++++ DATA

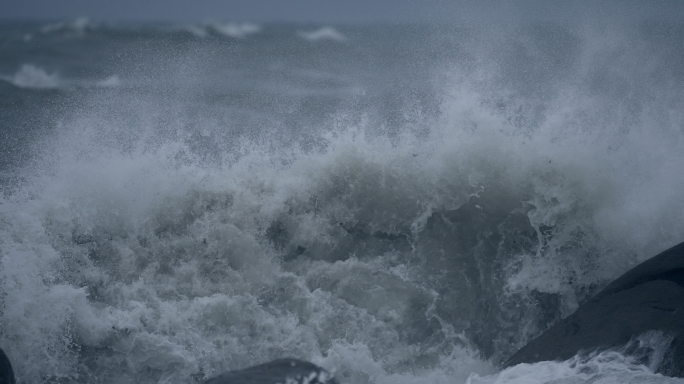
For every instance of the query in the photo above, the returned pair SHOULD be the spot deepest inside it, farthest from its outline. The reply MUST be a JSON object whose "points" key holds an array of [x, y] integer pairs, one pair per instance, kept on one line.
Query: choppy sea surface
{"points": [[396, 203]]}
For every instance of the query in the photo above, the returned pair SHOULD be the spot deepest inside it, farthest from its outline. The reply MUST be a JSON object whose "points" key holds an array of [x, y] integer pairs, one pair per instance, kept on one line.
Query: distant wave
{"points": [[78, 26], [234, 30], [325, 33], [110, 82], [30, 76]]}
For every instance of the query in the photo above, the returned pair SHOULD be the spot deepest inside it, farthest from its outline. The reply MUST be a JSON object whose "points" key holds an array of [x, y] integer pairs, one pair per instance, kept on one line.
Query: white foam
{"points": [[30, 76], [605, 368], [235, 30], [196, 31], [111, 81], [77, 27], [325, 33]]}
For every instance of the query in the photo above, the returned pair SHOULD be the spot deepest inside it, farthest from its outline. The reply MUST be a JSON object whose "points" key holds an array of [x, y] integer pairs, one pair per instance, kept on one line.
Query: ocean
{"points": [[396, 203]]}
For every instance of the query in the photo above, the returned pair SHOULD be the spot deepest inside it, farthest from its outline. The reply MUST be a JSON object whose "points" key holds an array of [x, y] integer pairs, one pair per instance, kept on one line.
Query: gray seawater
{"points": [[399, 204]]}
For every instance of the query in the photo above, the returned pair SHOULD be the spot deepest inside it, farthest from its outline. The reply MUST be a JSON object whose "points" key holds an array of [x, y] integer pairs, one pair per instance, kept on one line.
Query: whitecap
{"points": [[78, 26], [325, 33], [235, 30], [111, 81], [196, 31], [30, 76]]}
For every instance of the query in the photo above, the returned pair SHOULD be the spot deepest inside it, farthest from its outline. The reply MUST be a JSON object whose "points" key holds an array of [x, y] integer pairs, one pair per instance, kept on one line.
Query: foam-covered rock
{"points": [[286, 371], [649, 297]]}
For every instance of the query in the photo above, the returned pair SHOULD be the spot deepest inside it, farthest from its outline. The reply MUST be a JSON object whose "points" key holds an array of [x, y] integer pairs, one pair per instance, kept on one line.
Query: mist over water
{"points": [[397, 204]]}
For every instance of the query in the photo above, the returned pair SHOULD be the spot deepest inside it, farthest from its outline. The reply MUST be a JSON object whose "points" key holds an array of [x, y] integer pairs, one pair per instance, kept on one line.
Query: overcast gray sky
{"points": [[340, 11]]}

++++++++

_WHAT THE EXERCISE ASKS_
Each record is to be copied word for word, with no images carried over.

_RESULT BELOW_
For every instance of the query in the photo above, the returned pair SHOULD be the spot deepest inside it, farthest from its outline. The reply MUST be a JSON object whose "points" key holds an array of [x, y] integer pairs, one pair per instance, kept on one line.
Query: choppy sea surface
{"points": [[396, 203]]}
For every instance of the query in the photo above, the returned pair SHOULD be the spot deepest inside it, farthest from its outline. The reply MUST be a JSON object whose "points" key holds an array of [x, y] integer pairs, one pair per instance, kept on one line.
Query: distant wave
{"points": [[78, 26], [234, 30], [325, 33], [110, 82], [30, 76]]}
For every instance of the query in the photo above, the returned pair SHOULD be the spot deepest inside it, farthest from its outline. The reply MUST be a JSON object whose "points" key holds an array of [x, y] integer pairs, one pair per instance, kept on one line.
Query: white foam
{"points": [[30, 76], [605, 368], [235, 30], [196, 31], [111, 81], [77, 27], [325, 33]]}
For every instance of the query in the photo above, the returned pair SHOULD be the spot deepest inside it, farthest from its outline. The reply MUST be a JSON object whose "points" key holds an array of [x, y] integer pairs, one pair per instance, kept on one line.
Query: ocean
{"points": [[396, 203]]}
For every instance of the query in the photo above, the returned pair SHOULD be the spot deepest inside it, farthest from its outline. The reply MUST be a JSON object whose "points" key holds an array of [x, y] integer pairs, one pair per instance, kept on one line.
Query: gray seawater
{"points": [[399, 204]]}
For every instance of the query in the photo above, the returned pair SHOULD be the spot deepest inside it, farthest from its outline. The reply MUST be a JSON object whose "points" key holds an array of [x, y] integer pairs, one pair per instance, kept on one line.
Query: whitecap
{"points": [[78, 26], [325, 33], [235, 30], [111, 81], [196, 31], [30, 76]]}
For every instance of the query in the photo above, the returned pair SHOULD be the spot deepest inside it, farthest from its outline. The reply MUST be a JSON object whose "points" key holds an array of [x, y] integer pairs, one pair per instance, kept on one line.
Query: foam-covered rock
{"points": [[286, 371], [649, 297]]}
For every instance of the query in the photo above, the returned pair SHOULD be the spot deepest inside it, farthest from its outline. The reply MUST be a JSON object whose "points" key holds an array of [x, y] integer pairs, one pair per instance, kept on one line.
Query: mist over water
{"points": [[397, 204]]}
For every instance of the query in the photo above, the returned pair SHOULD be the spot deepest inside it, farthest from its outline. The reply MUST be a JSON object whose "points" key holds an array of [x, y] integer pairs, one pair per instance, kept on one line.
Query: overcast gray sky
{"points": [[340, 11]]}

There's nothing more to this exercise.